» **Text shown**
>> START

Tory lives in a condo right downtown. He supported bike lanes on Bloor right in front of his own building. He sided with Shelter Services approval of two recent homeless shelters in the Bloor West area.

"Progressives" will not win power for the simple reason that as it stands what could roughly be described as the progressive urban agenda does not resonate with the lives of everyday Torontonians. In another post somewhere I pointed out for instance that the progressive urban agenda completely ignores that policy that makes parking and driving motor vehicles more difficult or expensive has a huge, perhaps greatest impact on lower-middle-class and working poor citizens who require vehicles either for personal use or vocationally. If the left is looking for some soul searching how about asking questions like is left policy even progressive anymore?

Tory's mushy middle give-everyone-a-bit-of-what-they-want philosophy, some car stuff for car people, some transit stuff for transit people, some low tax for low tax people, some bike stuff for bike people, some equity stuff for equity people etc. trounces the progressive urban agenda in basically every Ward. It's mundane incrementalism but you have to admit it's still doing many of the things the progressive urban agenda wants but slowly and more concentrated in areas of the city that are more eager for that landscape. That's okay by me. Diversity is our strength not imposition of one unified vision for the city.

>> END

» **Problem set**
(A) In the comment on Toronto politics, which groups of people does Tory's middle-ground philosophy give some "stuff" to? List them all.
(B) Write the next few sentences of the comment on Toronto politics, picking up after its final line.
The data that come next have no connection to the comment on Toronto politics.

» **Data supplied**

>> START

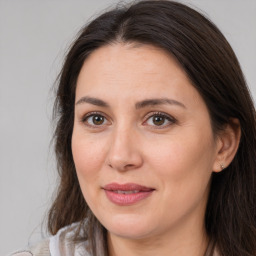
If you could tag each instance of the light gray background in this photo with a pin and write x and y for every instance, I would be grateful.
(34, 35)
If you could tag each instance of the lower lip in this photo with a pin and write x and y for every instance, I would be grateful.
(127, 199)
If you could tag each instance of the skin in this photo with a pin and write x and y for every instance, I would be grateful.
(176, 158)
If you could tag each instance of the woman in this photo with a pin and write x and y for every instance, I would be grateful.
(155, 140)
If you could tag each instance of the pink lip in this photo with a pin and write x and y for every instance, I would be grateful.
(137, 193)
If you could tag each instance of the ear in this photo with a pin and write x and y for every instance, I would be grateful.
(227, 145)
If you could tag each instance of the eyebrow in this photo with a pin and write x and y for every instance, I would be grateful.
(138, 105)
(93, 101)
(155, 102)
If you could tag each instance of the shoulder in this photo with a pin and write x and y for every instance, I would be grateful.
(61, 244)
(40, 249)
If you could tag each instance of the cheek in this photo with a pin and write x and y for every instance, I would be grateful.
(88, 157)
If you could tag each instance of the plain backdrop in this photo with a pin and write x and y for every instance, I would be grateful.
(34, 36)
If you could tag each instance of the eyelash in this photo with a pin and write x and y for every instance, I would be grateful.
(167, 117)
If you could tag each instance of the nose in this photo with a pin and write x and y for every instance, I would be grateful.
(125, 151)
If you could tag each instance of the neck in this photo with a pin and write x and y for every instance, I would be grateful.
(191, 242)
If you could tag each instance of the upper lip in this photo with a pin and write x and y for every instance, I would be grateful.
(126, 187)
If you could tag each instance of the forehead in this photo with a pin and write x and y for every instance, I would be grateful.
(134, 70)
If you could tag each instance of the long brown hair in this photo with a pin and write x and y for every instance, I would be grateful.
(211, 65)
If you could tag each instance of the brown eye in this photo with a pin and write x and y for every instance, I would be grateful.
(158, 120)
(97, 119)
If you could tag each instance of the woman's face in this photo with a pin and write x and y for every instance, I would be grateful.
(142, 142)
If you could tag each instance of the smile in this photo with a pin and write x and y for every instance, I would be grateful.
(127, 194)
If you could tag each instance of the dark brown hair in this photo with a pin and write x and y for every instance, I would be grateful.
(213, 69)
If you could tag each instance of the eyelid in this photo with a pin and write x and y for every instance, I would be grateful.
(170, 118)
(92, 113)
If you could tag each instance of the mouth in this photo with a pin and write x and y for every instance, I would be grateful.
(127, 194)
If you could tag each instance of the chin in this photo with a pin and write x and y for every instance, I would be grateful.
(130, 227)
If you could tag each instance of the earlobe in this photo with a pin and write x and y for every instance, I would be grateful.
(227, 146)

>> END

» **Answers per task**
(A)
- Car people
- Transit people
- Low tax people
- Bike people
- Equity people

(B)
 
I read that article videodrome and I'm sorry to say but it makes "Progressives" sound like a fairly extreme minority position. I'm not sure why the left feels the need to box Tory into an extreme right position. He's not. If this were the United States Tory would be running left of the Democratic Party.

Yes, he was never particularly right wing, even as PC leader. He was supportive of LGBT issues when many in his party weren't so keen on it. Even some that are considered to the "right" on council are more centre-right than anything.

I find on Twitter, at least with who I follow, that he is considered a bad mayor, sometimes worse than Rob Ford. Most of these people are downtown and a good deal to the left of me. They weren't voting for him no matter what, even if it meant supporting a "progressive" who had no chance of winning.

My vote went to Tory and he routed Keesmaat in my ward.